Available data —
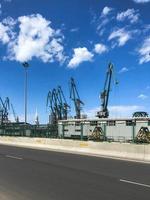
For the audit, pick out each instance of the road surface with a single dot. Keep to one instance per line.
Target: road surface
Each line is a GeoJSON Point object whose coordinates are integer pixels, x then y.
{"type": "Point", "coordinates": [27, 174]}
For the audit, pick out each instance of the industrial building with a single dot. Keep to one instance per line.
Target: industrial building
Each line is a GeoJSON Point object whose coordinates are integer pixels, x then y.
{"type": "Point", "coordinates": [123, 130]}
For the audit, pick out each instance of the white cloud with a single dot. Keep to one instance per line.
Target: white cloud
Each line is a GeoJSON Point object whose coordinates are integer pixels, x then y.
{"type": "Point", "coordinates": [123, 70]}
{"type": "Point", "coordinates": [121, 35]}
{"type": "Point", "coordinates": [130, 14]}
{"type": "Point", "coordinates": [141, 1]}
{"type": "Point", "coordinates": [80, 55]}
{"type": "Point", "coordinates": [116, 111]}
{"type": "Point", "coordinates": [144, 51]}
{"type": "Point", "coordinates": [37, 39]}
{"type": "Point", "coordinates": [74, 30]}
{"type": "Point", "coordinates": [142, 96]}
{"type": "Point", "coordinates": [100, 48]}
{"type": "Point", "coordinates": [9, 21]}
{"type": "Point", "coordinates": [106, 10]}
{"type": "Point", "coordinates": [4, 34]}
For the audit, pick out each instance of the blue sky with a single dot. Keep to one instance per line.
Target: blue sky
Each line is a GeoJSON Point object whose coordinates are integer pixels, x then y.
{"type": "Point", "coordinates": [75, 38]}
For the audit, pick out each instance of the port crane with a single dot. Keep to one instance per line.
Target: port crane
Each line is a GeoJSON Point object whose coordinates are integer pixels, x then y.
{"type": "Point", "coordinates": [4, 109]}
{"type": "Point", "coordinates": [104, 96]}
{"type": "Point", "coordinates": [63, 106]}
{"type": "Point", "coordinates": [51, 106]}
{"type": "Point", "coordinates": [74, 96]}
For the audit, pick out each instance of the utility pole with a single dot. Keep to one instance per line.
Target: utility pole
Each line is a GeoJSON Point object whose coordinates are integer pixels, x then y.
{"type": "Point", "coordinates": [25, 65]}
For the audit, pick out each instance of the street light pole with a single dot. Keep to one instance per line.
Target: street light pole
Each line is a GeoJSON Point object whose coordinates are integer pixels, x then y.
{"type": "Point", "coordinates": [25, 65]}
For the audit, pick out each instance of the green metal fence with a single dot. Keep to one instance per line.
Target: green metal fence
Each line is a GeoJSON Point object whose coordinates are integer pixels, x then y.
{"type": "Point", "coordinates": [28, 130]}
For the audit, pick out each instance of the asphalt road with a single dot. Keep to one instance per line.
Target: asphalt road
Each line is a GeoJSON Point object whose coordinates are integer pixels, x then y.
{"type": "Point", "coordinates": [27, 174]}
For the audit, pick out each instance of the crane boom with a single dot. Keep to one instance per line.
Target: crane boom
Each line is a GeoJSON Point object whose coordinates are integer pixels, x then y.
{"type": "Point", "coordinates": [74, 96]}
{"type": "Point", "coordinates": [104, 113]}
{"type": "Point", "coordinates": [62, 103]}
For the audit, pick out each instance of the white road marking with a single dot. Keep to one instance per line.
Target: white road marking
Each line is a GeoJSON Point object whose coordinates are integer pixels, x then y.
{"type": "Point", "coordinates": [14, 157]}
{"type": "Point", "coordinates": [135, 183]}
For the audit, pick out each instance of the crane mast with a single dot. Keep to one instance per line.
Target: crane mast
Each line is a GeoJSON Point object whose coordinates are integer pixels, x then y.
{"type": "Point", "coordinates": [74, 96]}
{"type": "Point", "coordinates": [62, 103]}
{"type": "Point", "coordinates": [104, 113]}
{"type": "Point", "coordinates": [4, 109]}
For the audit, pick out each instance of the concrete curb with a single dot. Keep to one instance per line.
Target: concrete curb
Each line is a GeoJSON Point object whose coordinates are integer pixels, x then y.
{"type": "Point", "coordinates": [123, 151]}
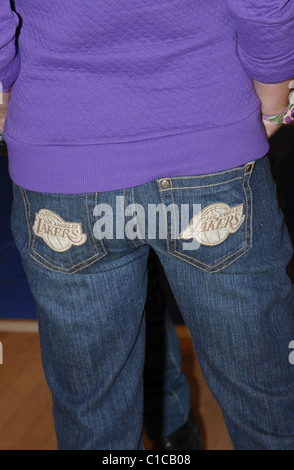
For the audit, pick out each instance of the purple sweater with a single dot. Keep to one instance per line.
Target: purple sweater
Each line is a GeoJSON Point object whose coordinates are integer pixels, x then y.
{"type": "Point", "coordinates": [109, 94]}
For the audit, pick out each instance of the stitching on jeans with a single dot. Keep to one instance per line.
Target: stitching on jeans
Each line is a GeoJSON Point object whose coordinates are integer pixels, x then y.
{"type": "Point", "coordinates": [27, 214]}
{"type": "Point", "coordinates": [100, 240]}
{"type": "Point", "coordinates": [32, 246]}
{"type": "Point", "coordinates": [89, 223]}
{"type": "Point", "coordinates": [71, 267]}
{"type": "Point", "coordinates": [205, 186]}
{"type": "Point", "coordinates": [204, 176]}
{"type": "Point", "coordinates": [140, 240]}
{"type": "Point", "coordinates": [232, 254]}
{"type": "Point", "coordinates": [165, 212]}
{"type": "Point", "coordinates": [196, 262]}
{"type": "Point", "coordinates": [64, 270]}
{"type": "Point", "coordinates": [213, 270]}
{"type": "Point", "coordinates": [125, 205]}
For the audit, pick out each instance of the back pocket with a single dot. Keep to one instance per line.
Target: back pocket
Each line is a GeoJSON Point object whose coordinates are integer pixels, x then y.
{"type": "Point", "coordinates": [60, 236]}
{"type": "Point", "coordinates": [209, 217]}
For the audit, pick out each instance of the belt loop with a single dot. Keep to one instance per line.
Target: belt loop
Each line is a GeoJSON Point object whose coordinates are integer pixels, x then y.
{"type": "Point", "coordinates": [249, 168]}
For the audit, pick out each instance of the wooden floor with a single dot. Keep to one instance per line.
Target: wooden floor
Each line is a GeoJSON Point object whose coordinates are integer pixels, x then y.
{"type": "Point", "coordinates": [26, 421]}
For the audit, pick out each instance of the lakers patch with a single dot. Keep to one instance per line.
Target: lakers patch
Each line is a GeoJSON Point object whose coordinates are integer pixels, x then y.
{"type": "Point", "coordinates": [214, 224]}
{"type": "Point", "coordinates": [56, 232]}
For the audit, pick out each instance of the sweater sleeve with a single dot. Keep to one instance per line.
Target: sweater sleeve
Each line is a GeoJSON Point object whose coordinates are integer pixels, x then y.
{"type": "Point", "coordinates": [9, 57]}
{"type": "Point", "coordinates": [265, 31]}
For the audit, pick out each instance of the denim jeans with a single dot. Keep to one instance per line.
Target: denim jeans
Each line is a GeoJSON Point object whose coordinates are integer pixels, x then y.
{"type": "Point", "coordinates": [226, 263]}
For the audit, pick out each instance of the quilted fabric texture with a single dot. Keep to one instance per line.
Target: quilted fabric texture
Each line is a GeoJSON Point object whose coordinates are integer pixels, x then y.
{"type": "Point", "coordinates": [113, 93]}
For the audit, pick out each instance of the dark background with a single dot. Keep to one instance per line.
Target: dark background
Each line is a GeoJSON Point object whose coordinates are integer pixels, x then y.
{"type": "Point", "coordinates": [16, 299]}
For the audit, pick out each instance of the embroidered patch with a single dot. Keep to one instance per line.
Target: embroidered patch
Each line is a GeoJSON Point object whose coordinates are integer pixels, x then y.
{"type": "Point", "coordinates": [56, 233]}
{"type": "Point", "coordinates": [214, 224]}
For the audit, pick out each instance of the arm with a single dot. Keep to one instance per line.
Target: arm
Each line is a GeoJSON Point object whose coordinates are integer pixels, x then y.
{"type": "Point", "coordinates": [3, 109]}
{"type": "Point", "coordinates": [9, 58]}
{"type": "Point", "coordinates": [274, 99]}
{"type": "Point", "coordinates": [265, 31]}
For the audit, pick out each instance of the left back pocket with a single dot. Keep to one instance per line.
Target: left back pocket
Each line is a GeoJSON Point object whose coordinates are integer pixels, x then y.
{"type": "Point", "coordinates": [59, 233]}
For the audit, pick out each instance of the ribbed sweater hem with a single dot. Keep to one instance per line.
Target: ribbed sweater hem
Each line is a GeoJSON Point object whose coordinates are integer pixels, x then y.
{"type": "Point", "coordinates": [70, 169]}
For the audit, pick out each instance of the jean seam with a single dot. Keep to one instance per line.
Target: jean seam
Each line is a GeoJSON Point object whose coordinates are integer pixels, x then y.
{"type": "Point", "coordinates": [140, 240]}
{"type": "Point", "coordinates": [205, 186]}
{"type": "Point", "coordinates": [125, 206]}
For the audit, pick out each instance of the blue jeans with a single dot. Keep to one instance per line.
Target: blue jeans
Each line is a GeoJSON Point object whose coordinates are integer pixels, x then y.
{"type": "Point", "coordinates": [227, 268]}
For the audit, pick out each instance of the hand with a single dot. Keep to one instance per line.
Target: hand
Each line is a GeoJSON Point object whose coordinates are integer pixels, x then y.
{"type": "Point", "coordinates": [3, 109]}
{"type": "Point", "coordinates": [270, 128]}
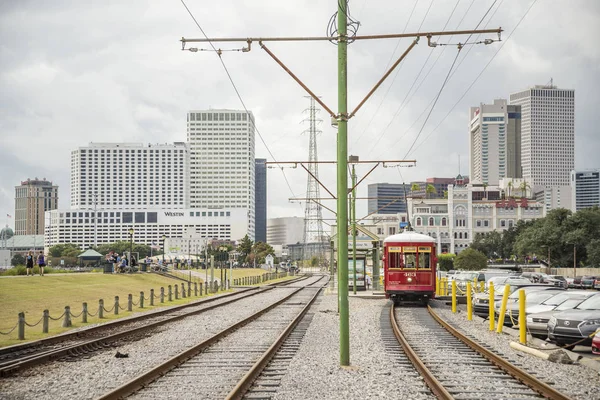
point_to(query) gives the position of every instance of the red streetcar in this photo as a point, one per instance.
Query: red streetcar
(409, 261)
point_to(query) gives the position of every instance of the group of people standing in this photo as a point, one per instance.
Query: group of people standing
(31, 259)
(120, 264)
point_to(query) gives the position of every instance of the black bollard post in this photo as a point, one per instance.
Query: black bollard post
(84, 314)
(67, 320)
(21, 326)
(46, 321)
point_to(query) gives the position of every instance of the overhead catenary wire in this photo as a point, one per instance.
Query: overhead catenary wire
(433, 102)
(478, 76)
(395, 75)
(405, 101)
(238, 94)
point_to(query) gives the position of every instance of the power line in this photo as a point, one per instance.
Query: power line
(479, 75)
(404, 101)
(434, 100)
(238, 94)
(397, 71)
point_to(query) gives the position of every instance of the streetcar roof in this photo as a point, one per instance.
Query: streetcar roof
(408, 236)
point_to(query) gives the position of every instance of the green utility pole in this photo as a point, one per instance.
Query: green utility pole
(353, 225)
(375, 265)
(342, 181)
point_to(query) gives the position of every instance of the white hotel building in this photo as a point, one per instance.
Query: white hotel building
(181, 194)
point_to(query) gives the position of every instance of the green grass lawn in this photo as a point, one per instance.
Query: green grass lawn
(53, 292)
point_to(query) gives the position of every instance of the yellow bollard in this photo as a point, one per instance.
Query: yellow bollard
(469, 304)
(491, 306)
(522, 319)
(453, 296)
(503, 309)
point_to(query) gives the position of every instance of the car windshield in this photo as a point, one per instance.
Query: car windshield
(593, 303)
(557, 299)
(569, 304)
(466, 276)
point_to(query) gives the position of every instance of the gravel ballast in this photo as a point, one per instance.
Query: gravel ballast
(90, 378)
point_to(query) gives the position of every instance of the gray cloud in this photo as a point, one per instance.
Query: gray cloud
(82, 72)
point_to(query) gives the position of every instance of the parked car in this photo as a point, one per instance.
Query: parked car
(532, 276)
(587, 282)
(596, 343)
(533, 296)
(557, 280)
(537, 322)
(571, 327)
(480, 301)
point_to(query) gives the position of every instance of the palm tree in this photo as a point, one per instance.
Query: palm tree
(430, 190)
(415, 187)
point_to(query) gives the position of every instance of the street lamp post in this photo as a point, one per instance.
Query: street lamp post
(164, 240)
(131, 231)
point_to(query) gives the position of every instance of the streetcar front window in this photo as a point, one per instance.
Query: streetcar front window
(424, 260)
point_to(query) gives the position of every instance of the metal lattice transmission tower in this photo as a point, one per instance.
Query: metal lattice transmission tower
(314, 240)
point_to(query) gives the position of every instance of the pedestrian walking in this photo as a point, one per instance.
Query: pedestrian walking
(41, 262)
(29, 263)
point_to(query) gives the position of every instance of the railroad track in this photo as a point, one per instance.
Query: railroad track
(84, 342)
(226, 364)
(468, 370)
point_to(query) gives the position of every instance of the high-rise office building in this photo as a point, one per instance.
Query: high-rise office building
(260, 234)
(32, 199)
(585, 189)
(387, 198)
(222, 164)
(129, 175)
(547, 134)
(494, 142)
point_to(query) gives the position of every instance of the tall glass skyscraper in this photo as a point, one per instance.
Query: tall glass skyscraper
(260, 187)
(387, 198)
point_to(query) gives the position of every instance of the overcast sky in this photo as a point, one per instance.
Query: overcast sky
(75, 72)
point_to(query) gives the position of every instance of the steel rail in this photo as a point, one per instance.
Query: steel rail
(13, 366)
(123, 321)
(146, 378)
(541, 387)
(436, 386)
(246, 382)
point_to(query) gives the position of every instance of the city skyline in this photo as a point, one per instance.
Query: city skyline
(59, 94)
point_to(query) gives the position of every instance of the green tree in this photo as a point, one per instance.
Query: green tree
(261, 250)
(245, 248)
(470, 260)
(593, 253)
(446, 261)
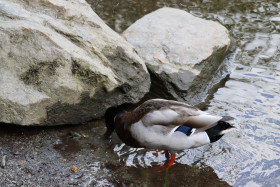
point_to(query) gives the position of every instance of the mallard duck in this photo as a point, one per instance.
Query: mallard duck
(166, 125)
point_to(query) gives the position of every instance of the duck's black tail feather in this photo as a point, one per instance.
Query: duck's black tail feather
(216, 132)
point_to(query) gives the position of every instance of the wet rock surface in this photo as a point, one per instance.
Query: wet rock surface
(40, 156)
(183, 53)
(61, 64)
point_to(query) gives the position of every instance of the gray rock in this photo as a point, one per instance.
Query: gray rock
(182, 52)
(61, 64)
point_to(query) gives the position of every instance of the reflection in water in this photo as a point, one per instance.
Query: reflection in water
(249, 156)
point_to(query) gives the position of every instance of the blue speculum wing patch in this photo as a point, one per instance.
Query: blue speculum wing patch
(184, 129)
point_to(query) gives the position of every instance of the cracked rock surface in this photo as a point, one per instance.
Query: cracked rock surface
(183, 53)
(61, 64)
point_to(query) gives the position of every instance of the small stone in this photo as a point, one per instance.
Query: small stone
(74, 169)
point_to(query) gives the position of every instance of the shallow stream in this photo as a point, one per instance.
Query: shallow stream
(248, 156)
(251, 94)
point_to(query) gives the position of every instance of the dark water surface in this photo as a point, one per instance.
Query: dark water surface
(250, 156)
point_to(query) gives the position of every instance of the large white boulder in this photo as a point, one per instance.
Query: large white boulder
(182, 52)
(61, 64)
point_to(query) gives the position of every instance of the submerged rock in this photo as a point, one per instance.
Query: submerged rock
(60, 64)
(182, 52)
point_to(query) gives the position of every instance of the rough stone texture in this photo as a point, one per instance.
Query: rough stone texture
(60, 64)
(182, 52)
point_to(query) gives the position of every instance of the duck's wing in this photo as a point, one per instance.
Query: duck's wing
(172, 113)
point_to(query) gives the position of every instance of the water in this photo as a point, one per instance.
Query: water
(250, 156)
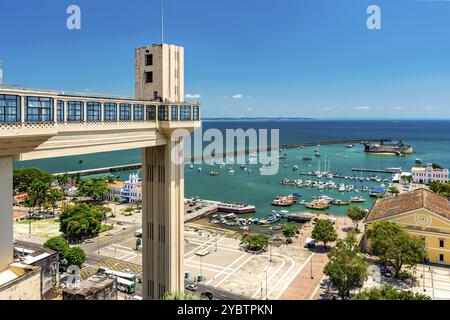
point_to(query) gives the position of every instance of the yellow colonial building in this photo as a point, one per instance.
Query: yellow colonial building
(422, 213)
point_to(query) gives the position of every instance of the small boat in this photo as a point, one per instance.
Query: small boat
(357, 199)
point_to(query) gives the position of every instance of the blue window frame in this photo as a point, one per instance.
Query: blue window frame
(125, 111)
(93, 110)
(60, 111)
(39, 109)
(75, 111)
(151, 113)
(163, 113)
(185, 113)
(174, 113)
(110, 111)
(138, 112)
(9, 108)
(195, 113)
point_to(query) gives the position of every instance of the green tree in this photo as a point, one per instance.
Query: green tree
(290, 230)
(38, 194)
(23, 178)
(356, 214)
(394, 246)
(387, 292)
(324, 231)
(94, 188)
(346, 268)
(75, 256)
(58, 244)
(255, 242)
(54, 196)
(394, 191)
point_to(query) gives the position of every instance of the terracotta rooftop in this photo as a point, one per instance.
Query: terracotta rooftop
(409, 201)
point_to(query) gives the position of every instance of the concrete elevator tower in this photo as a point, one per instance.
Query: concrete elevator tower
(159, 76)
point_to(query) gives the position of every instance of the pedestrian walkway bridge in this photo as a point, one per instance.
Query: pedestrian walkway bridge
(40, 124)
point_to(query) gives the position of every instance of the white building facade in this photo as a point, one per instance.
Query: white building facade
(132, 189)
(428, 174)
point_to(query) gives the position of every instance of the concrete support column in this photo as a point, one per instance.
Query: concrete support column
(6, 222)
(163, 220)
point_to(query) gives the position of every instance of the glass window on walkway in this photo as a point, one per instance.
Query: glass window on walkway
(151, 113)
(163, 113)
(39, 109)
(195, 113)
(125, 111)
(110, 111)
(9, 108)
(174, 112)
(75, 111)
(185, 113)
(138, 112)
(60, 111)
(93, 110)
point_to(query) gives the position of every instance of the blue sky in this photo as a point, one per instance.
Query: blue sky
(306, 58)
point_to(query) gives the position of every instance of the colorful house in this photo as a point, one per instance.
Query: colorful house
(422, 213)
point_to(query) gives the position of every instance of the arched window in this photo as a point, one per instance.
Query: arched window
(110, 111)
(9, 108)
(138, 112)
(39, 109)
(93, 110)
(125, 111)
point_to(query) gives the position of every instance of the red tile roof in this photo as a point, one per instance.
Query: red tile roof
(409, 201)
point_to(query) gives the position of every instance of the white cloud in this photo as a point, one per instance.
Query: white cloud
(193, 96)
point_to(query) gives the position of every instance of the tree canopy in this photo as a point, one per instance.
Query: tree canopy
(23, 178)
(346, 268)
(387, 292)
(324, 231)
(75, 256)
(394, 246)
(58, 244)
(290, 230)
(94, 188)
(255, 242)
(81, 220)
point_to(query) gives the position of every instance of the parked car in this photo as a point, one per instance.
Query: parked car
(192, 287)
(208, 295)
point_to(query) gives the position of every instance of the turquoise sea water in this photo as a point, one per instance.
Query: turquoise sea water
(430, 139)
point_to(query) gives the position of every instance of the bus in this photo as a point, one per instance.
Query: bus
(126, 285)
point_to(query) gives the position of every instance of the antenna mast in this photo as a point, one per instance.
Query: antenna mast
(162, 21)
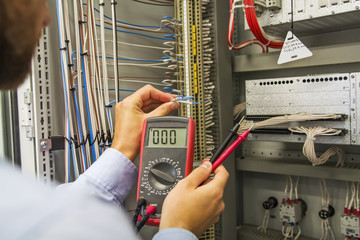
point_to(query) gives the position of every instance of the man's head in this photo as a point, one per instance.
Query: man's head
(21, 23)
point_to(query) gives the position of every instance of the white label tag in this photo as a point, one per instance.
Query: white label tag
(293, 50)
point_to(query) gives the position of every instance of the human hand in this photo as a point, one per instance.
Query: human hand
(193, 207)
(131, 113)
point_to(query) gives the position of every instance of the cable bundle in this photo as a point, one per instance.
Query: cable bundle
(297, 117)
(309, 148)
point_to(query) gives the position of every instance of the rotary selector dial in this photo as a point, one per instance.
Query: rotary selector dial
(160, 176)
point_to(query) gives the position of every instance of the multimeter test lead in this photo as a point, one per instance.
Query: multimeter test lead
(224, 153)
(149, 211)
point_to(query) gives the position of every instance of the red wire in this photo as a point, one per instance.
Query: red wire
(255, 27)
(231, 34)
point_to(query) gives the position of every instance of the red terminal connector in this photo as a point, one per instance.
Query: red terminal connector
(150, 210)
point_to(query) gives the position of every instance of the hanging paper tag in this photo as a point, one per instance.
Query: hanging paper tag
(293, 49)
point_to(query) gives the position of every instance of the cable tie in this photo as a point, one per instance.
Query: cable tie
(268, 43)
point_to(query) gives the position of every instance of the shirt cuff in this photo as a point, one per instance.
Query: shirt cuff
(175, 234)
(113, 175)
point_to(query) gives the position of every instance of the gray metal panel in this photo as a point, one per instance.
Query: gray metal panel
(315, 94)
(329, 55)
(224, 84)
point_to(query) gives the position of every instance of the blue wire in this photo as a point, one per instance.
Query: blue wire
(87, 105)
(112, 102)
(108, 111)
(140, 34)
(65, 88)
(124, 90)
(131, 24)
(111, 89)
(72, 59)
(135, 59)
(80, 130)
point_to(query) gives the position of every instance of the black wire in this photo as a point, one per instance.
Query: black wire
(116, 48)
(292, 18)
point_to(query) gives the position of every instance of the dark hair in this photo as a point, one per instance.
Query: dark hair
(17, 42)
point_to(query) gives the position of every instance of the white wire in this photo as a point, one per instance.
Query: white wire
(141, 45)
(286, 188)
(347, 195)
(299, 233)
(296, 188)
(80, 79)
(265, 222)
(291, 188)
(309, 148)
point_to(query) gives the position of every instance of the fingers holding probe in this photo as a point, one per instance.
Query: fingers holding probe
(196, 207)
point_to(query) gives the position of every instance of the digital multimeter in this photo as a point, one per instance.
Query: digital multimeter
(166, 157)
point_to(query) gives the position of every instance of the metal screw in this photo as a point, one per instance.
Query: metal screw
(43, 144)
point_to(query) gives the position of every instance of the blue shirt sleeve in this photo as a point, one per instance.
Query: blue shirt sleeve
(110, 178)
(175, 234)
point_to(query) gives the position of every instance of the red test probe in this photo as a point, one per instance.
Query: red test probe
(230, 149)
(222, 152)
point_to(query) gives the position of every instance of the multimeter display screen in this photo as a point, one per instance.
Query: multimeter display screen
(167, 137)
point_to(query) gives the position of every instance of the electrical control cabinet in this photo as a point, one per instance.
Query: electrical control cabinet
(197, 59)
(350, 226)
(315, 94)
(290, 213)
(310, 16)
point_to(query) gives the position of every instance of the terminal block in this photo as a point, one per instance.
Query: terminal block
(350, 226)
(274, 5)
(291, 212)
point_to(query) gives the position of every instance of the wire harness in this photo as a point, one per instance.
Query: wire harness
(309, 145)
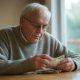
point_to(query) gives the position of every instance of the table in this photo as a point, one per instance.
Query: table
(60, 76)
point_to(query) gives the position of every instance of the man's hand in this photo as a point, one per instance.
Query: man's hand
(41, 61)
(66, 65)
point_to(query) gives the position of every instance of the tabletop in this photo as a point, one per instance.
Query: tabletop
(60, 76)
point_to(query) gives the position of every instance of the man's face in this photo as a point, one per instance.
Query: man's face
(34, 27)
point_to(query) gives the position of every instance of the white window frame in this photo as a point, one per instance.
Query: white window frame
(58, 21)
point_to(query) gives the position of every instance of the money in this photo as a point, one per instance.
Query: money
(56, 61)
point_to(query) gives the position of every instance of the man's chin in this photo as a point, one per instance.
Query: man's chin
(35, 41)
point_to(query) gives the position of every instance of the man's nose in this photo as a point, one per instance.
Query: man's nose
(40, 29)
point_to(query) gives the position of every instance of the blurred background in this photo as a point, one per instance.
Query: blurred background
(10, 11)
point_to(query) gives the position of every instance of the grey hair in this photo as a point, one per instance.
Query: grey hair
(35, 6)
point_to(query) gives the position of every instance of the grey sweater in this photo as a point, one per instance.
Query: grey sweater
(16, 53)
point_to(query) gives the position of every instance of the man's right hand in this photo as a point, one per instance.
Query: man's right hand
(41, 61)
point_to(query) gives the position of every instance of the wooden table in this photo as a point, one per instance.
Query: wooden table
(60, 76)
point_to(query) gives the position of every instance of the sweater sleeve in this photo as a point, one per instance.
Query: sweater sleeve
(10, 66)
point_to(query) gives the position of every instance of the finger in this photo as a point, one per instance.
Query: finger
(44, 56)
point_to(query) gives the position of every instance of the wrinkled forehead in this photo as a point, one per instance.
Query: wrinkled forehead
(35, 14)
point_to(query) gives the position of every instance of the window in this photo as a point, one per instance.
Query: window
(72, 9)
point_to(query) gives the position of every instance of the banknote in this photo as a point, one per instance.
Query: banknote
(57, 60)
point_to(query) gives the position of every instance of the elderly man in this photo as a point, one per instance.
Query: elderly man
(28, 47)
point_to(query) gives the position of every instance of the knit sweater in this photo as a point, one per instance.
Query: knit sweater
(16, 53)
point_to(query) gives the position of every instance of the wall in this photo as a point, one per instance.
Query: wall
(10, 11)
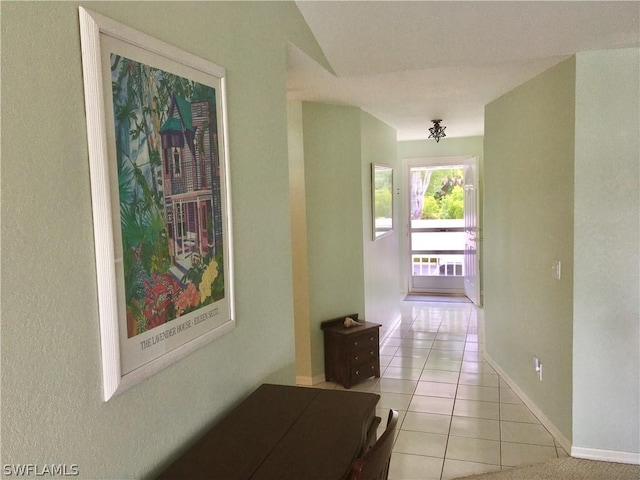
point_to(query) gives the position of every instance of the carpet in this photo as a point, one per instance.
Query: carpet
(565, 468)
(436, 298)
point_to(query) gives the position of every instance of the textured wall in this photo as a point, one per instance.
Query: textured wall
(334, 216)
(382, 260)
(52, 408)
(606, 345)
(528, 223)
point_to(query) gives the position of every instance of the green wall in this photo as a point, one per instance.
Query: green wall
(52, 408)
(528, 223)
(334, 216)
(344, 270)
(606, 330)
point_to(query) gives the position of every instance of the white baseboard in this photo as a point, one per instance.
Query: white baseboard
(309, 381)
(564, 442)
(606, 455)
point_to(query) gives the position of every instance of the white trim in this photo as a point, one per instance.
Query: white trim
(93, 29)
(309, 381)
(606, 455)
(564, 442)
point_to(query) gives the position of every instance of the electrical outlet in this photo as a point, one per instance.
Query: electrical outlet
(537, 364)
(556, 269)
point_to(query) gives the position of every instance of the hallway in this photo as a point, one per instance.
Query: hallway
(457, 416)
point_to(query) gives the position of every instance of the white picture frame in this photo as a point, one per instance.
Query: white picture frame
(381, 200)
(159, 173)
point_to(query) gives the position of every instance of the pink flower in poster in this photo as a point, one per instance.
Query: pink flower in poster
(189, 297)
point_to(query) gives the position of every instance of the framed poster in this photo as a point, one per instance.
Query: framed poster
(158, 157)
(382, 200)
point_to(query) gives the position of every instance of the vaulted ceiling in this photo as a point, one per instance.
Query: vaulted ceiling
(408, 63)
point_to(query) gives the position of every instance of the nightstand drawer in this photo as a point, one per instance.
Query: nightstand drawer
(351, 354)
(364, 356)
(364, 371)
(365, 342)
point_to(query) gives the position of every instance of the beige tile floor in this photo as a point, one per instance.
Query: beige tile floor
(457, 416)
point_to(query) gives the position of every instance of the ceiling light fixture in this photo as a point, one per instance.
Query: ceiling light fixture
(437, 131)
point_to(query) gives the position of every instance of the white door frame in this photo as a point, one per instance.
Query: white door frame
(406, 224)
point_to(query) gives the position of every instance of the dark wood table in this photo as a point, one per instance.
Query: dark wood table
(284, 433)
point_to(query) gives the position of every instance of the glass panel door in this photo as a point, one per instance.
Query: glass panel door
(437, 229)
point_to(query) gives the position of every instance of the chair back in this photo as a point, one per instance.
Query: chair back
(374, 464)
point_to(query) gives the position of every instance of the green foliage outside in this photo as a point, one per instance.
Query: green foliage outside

Task prompt — Quote the lines above exactly, starting with the one that has "Query: small stone" and ending with the one that has "the yellow colonial"; drop the pictures and include nothing else.

Task solution —
Query: small stone
(74, 169)
point_to(query) gives the position of every instance of the shallow stream in this photo as a point, one per instance.
Query: shallow stream
(248, 156)
(251, 94)
point_to(query) gives the position of every instance of the dark water surface in this photo as a point, one per instance.
Query: dark water surface
(250, 156)
point_to(query) gives the position of every instance of the large white boulder in this photo as a point, one per instance.
Query: large white boulder
(182, 52)
(61, 64)
point_to(query) gives the position of every instance of the submerged rock in this photo as a point, one per instance.
Query: submerged rock
(60, 64)
(182, 52)
point_to(query) gives the position of every instance of the rough stone texture in this photo as a point, one per instance.
Query: rough stone texture
(60, 64)
(182, 52)
point_to(query) gives the position of every instance of the duck's wing in this photo as a point, one per instance.
Query: duck's wing
(172, 113)
point_to(query) gives the position of every instance of the water in this photo as a point, one per instance.
Query: water
(250, 156)
point_to(query) gives the position of every instance of the yellow colonial building in this photo as a point, one per instance.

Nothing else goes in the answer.